* **Prompt 1**
Name every judge on the panel that heard this appeal, as listed in the court opinion, along with each judge's title abbreviation.
* **Prompt 2**
Copy the part of the court opinion between "PER CURIAM." and "surrender within 30 days thereafter.", inclusive, word for word.

--- begin Supplied passage ---

Court of Appeals of Kansas.
Aug 10, 2012
281 P.3d 1146 (Kan. Ct. App. 2012)

Opinion

No. 106,546.

2012-08-10

STATE of Kansas, Appellee, v. Nathan LEGETTE, Appellant.

Appeal from Sedgwick District Court; Gregory L. Waller, Judge. Ryan Eddinger, of Kansas Appellate Defender Office, for appellant. David Lowden, assistant district attorney, Nola Tedesco Foulston, district attorney, and Derek Schmidt, attorney general, for appellee.


Appeal from Sedgwick District Court; Gregory L. Waller, Judge.
Ryan Eddinger, of Kansas Appellate Defender Office, for appellant. David Lowden, assistant district attorney, Nola Tedesco Foulston, district attorney, and Derek Schmidt, attorney general, for appellee.
Before MALONE, P.J., MARQUARDT, J., and KNUDSON, S.J.

MEMORANDUM OPINION


PER CURIAM.

Nathan Legette appeals his conviction for aggravated failure to appear. Legette contends the district court's response to a question during jury deliberations in effect directed a verdict on an essential element of the charge. We do not agree and affirm Legette's conviction.

On April 23, 2009, Legette was convicted of theft. The district court repeatedly told Legette he was to appear on June 26, 2009, to be sentenced. However, the subsequently drafted journal entry of the trial proceedings stated the sentencing hearing would be held on June 23, 2009.

The State charged Legette with aggravated failure to appear in violation of K.S.A. 21–3814 because he did not appear for sentencing on June 26, 2009, and failed to surrender within 30 days thereafter.

At trial, Deputy William Felix testified Legette did not appear before the court for sentencing on June 26, 2009, and he did not surrender or request a continuance within 30 days thereafter. The State also admitted into evidence three exhibits: Exhibit 1, a journal entry of Legette's 2009 theft trial specifying the sentencing hearing would be held on June 23, 2009; Exhibit 2, an excerpt from the transcript of the theft trial specifying Legette's sentencing hearing would be held on June 26, 2009; and Exhibit 3, a journal entry of the forfeiture of bond. The defense rested without presenting any evidence.

Jury instructions included Instruction No. 4, which that stated:

“The defendant is charged with the crime of aggravated failure to appear. The defendant pleads not guilty.

“To establish this charge, each of the following claims must be proved:

“1. That the defendant had been convicted of a felony and released on an appearance bond to appear before a court;

“2. That the defendant intentionally failed to appear before the court at the time requested;

“3. That the defendant's appearance bond was forfeited;

“4. That the defendant intentionally failed to surrender within 30 days following the forfeiture of appearance bond; and

“5. That this act occurred on or about the 26th day of July, 2009, in Sedgwick County, Kansas.”

Instruction No. 4 was similar to the instruction proposed by Legette and the exact same as the instruction proposed by the State. It is uncontroverted that Instruction No. 4 is consistent with the elements of the crime defined in K.S.A. 21–3814(a).

During closing argument, Legette argued the State did not present any evidence that he failed to appear before the district court on June 23, 2009, the sentencing date specified by the journal entry of trial. This is the first time either party observed the discrepancy between the two scheduled sentencing dates. In rebuttal, the State told the jury that the court's oral pronouncement of sentencing, not the journal entry, controlled the date of the sentencing hearing.

--- end Supplied passage ---
--- begin Given records ---

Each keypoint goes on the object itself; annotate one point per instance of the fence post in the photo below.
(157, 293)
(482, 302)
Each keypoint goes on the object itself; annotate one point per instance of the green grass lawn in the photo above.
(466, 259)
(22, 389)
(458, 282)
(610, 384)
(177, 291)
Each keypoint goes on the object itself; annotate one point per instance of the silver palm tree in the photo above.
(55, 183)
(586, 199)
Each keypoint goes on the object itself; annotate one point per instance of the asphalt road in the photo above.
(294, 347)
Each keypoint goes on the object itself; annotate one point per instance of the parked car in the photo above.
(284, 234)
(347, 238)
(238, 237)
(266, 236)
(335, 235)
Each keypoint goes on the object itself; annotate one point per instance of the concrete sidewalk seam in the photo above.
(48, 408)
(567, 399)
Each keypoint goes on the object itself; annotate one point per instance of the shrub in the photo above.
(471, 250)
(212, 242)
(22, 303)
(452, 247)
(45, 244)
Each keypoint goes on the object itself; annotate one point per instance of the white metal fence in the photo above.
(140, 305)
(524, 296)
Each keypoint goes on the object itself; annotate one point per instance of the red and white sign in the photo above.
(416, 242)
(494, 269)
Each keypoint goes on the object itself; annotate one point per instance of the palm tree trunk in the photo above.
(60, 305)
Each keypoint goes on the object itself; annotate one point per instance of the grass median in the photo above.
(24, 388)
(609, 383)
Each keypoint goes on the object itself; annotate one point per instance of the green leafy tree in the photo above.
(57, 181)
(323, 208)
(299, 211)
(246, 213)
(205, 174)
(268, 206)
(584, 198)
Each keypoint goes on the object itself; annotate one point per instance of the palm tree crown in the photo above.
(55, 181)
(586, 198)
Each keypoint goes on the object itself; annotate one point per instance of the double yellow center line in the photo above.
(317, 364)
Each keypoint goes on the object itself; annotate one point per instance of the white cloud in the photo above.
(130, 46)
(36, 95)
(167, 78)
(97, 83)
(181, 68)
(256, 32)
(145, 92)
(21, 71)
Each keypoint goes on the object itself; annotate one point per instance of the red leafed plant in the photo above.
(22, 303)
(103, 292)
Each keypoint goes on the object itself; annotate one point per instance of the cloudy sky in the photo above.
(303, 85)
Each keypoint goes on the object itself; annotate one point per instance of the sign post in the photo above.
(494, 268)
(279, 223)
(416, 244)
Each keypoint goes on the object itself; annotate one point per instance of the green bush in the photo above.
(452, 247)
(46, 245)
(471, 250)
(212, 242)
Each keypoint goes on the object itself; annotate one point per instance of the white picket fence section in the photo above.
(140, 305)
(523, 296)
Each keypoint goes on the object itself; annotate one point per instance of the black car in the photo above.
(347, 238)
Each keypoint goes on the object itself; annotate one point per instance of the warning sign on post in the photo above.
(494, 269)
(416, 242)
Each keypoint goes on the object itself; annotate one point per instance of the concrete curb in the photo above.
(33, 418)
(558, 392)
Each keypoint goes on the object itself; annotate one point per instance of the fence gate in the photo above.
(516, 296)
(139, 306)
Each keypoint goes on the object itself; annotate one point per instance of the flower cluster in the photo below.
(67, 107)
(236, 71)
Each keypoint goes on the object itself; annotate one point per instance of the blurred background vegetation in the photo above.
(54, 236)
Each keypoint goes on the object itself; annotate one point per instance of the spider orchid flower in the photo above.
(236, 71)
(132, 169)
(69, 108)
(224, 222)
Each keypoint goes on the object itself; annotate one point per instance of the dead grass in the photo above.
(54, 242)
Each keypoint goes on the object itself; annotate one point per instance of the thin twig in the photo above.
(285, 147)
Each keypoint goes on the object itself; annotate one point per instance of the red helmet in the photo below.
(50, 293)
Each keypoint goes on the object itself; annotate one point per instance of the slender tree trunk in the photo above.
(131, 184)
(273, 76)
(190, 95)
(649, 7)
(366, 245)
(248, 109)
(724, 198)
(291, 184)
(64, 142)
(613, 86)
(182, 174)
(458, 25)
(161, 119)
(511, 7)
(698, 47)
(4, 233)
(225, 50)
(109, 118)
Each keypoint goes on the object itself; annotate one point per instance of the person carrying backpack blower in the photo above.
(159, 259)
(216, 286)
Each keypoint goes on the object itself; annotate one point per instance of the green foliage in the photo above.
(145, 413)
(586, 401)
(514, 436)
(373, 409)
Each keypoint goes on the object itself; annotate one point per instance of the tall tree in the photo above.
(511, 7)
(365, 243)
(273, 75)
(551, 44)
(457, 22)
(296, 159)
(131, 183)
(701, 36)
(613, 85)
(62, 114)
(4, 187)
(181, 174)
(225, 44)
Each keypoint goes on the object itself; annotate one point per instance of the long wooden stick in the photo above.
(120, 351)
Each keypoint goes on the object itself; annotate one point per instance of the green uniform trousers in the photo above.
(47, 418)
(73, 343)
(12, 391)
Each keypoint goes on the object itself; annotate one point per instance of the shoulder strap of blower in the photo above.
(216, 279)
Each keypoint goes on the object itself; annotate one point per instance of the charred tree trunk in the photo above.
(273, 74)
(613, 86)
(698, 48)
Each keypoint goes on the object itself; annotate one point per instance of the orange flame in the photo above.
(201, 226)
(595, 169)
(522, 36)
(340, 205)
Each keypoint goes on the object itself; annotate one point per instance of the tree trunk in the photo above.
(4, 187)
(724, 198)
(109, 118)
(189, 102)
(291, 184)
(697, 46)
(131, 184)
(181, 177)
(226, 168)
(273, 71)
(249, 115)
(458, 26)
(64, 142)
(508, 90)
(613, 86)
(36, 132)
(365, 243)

--- end Given records ---

* **Full response 1**
MALONE, P.J.
MARQUARDT, J.
KNUDSON, S.J.

* **Full response 2**
PER CURIAM.

Nathan Legette appeals his conviction for aggravated failure to appear. Legette contends the district court's response to a question during jury deliberations in effect directed a verdict on an essential element of the charge. We do not agree and affirm Legette's conviction.

On April 23, 2009, Legette was convicted of theft. The district court repeatedly told Legette he was to appear on June 26, 2009, to be sentenced. However, the subsequently drafted journal entry of the trial proceedings stated the sentencing hearing would be held on June 23, 2009.

The State charged Legette with aggravated failure to appear in violation of K.S.A. 21–3814 because he did not appear for sentencing on June 26, 2009, and failed to surrender within 30 days thereafter.